EXTRACT PROVIDED:

PDF password cracking using Python

There are several occasions when I don’t remember passwords to the PDF documents that are sent by banking services (banking statements) and telephone operators (mobile bills). Most of these documents, as you are aware, are password protected by complicated looking yet easy to guess passwords. For example, one of the password formats could be: your 8 digit customer ID ending with 45 concatenated with your date of birth in DDMMYYYY format. If your customer ID for this particular service was 12345645 and your date of birth was 18th August 1990, your password would be 1234564518081990. You get the drift right?

In any case, this is a complex looking long number but because you know how it is constructed, we can create a simple brute force script that uses the information available to us and attempts to decrypt a supplied PDF file.

The following non-elegant python script uses the pyPDF python library to attempt decryption on a PDF file with a password that is created on the fly using a logic that we already know. This script can be easily modified for different password generation algorithms. The following code in particular can be used to brute force passwords of the PDF mobile bills of one of the largest mobile operators in India. The format is the combination of the first 4 characters of your email in lowercase and a random 4 digit number (RIYA1267).

Note that this script was tested on a PDF encrypted with 128 bit RC4 (most credit card statements) with 100% success. A wider implementation would be to loop something like qpdf with the passwords being generated using its --pasword='<password>' and --decrypt option.

ROWS:
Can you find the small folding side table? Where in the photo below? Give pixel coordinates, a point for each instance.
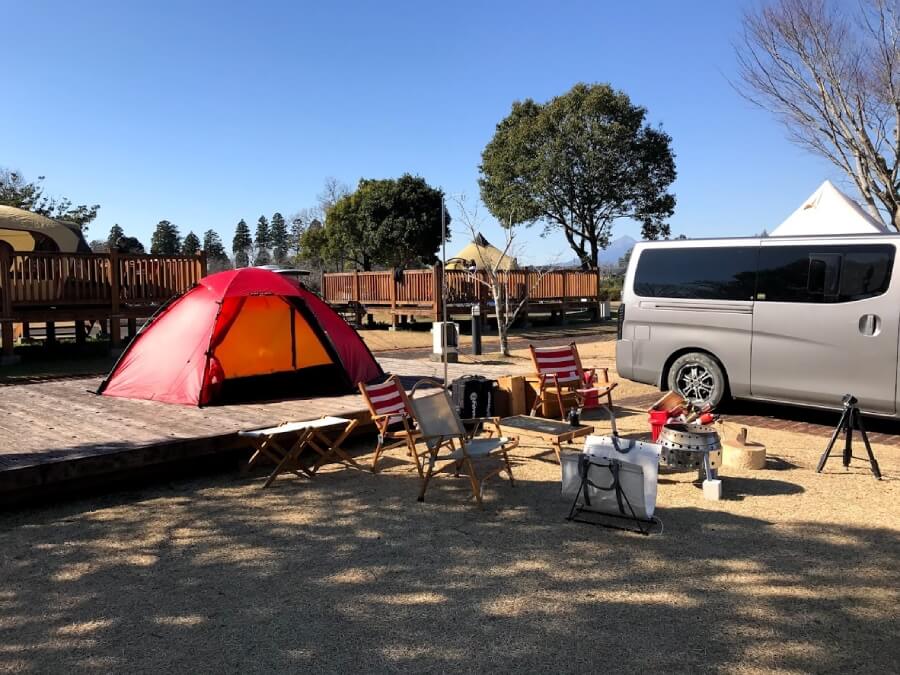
* * *
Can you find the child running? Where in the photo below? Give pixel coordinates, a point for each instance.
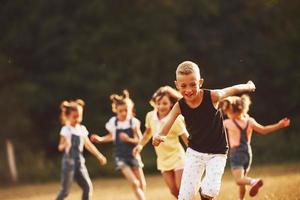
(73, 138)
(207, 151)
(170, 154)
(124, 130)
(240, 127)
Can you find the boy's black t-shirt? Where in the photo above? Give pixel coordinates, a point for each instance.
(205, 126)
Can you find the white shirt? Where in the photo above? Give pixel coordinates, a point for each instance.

SET OF TASKS:
1. Transcribe the PDF password post between "There are several" and "supplied PDF file.", inclusive.
2. Pick up the PDF password post after its last sentence and keep writing it.
The records have nothing to do with the PDF password post.

ANSWERS IN ORDER:
1.
There are several occasions when I don’t remember passwords to the PDF documents that are sent by banking services (banking statements) and telephone operators (mobile bills). Most of these documents, as you are aware, are password protected by complicated looking yet easy to guess passwords. For example, one of the password formats could be: your 8 digit customer ID ending with 45 concatenated with your date of birth in DDMMYYYY format. If your customer ID for this particular service was 12345645 and your date of birth was 18th August 1990, your password would be 1234564518081990. You get the drift right?

In any case, this is a complex looking long number but because you know how it is constructed, we can create a simple brute force script that uses the information available to us and attempts to decrypt a supplied PDF file.

2.
Anyways, here’s the simplified version with pyPDF:

import sys
from pyPdf import PdfFileReader

helpmsg = "Simple PDF brute force script\n"
helpmsg += "Cracks pwds of the format <first 4 chars of email>0000-9999."
helpmsg += "Example: snow0653\n\n"
helpmsg += "Usage: pdfbrute.py <encrypted_pdf_file> <email_address>"
if len(sys.argv) < 2:
        print helpmsg
pdffile = PdfFileReader(file(sys.argv[1], "rb"))
if pdffile.isEncrypted == False:
        print "[!] The file is not protected with any password. Exiting."

print "[+] Attempting to Brute force. This could take some time..."

z = ""
for i in range(0,9999):
        z = str (i)
        while (len(z) < 4):
                z = "0" + z
        a = str(sys.argv[2][:4] + str(z))
        if pdffile.decrypt(a) > 0:
                print "[+] Password is: " + a
                print "[...] Exiting.."

Feel free to modify this code and share/redistribute!

Happy Hacking!